• [Data records]:
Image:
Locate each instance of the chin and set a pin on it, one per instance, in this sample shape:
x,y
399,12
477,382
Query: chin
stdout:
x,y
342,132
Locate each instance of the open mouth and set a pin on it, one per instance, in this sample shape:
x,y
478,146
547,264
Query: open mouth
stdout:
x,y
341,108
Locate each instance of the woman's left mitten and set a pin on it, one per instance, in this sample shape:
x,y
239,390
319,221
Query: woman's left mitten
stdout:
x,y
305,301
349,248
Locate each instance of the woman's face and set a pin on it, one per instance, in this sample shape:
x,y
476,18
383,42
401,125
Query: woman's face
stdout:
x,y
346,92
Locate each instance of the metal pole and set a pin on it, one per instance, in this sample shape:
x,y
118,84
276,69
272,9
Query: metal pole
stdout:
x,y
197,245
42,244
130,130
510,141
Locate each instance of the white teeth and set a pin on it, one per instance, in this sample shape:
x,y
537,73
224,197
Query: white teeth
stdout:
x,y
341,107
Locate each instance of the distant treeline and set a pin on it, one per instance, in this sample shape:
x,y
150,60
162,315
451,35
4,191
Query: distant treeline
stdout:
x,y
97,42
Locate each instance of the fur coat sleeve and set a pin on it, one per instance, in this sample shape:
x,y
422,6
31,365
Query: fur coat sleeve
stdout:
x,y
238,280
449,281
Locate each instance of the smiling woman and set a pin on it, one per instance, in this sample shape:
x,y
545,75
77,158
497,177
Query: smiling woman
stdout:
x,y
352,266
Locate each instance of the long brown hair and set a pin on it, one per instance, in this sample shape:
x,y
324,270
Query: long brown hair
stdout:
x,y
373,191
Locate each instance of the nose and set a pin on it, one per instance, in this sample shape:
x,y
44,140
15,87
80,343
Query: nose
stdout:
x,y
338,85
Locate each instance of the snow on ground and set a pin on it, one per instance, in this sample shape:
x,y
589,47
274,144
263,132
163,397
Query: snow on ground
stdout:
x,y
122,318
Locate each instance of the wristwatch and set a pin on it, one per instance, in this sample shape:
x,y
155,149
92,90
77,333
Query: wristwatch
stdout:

• [Exercise prompt]:
What is needed is each line of the entries that contains the word "white".

• [Solution below]:
Locate each instance of the white teeth and set a pin on it, one per instance, in this sample shape:
Query: white teeth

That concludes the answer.